* 页面文本

==============================

• 中国计算机学会会刊
  • 中国科技核心期刊
  • 中文核心期刊

计算机工程与科学

• 高性能计算 • 上一篇    下一篇

一种基于两级DAG模型的MapReduce工作流异构调度算法

王宇新,王飞,王冠,郭禾   

  1. (大连理工大学计算机科学与技术学院,辽宁 大连 116023)
  • 收稿日期:2018-12-01 修回日期:2019-02-11 出版日期:2019-08-25 发布日期:2019-08-25
  • 基金资助:

    国家自然科学基金(11372067,61772112)

A MapReduce workflow heterogeneous scheduling
algorithm based on two-level DAG model
 

WANG Yu-xin,WANG Fei,WANG Guan,GUO He   

  1. (School of Computer Science and Technology,Dalian University of Technology,Dalian 116023,China)
     
  • Received:2018-12-01 Revised:2019-02-11 Online:2019-08-25 Published:2019-08-25

摘要:

MapReduce编程模型被广泛应用于大数据处理平台,而一个有效的任务调度算法对模型的运行效率至关重要。将MapReduce工作流的Map和Reduce阶段分别拆解为若干个有先后序限定关系的作业,每个作业再拆解为多个任务。之后基于计算集群的可用资源和任务异构性,构建面向作业和任务的2级有向无环图(DAG)模型,同时提出基于2级优先级排序的异构调度算法2-MRHS。算法的第1阶段进行优先级排序,即对作业和任务分别进行优先权值计算,再汇总得到任务的调度队列;第2阶段进行任务分配,即基于最快完成时间将每个任务所包含的数据块子任务分配给最适合的计算结点。采用大批量随机生成的DAG模型进行实验,结果表明与其他相关算法相比,本文算法有更短的调度长度(makespan)且更加稳定。

==============================

* 数据记录
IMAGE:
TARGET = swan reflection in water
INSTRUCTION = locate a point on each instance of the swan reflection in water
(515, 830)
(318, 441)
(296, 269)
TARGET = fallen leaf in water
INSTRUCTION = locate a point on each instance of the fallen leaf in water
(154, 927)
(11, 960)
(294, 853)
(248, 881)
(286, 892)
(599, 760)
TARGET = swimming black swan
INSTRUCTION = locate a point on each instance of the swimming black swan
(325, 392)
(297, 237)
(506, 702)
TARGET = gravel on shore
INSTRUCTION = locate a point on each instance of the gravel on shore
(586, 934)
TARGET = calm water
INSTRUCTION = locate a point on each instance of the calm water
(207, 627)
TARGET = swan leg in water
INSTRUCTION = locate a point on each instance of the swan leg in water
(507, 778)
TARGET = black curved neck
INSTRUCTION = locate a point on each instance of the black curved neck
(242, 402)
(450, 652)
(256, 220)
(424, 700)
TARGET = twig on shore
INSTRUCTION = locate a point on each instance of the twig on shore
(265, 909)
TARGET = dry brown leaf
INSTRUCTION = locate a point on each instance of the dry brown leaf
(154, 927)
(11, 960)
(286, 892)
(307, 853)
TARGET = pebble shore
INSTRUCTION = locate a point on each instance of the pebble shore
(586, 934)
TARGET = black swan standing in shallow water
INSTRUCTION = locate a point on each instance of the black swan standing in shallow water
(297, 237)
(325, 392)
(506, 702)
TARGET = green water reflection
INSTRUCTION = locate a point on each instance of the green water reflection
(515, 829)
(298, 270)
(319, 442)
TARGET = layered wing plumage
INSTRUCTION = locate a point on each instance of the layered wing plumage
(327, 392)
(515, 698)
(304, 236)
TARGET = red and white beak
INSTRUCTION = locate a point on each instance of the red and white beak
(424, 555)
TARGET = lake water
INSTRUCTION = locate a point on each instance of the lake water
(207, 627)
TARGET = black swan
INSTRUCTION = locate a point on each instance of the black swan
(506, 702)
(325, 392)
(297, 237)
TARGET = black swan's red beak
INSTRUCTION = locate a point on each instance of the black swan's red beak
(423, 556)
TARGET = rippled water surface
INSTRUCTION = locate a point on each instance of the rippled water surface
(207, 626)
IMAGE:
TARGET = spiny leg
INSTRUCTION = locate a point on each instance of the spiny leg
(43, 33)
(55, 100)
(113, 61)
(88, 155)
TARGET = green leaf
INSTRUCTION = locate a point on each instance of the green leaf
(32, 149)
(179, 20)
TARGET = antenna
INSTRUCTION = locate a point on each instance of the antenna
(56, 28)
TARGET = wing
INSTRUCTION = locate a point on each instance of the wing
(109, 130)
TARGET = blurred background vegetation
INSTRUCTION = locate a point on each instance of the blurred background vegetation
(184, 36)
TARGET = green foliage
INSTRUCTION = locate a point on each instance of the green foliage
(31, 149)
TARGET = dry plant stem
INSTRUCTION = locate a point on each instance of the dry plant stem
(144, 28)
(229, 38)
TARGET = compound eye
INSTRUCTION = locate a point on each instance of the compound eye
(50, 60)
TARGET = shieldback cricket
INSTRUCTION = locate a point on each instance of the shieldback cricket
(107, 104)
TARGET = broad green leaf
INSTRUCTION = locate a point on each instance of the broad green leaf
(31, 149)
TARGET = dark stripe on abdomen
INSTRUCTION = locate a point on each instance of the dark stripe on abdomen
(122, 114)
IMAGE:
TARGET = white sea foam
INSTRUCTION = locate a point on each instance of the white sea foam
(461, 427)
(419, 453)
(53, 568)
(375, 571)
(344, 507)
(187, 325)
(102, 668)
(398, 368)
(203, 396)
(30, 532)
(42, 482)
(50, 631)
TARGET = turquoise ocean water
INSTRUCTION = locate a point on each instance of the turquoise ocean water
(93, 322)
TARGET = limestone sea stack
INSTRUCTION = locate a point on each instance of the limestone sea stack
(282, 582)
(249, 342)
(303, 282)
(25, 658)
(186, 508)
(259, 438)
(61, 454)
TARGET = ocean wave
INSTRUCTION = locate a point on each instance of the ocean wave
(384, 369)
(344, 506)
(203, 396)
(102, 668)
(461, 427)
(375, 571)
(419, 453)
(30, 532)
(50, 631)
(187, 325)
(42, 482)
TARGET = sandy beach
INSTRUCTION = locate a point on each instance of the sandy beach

==============================

* 书面任务
请把页面文本中从“王宇新,王飞,王冠,郭禾”一直到“国家自然科学基金(11372067,61772112)”的这一段原样照录出来。

* 输出如下
王宇新,王飞,王冠,郭禾   

  1. (大连理工大学计算机科学与技术学院,辽宁 大连 116023)
  • 收稿日期:2018-12-01 修回日期:2019-02-11 出版日期:2019-08-25 发布日期:2019-08-25
  • 基金资助:

    国家自然科学基金(11372067,61772112)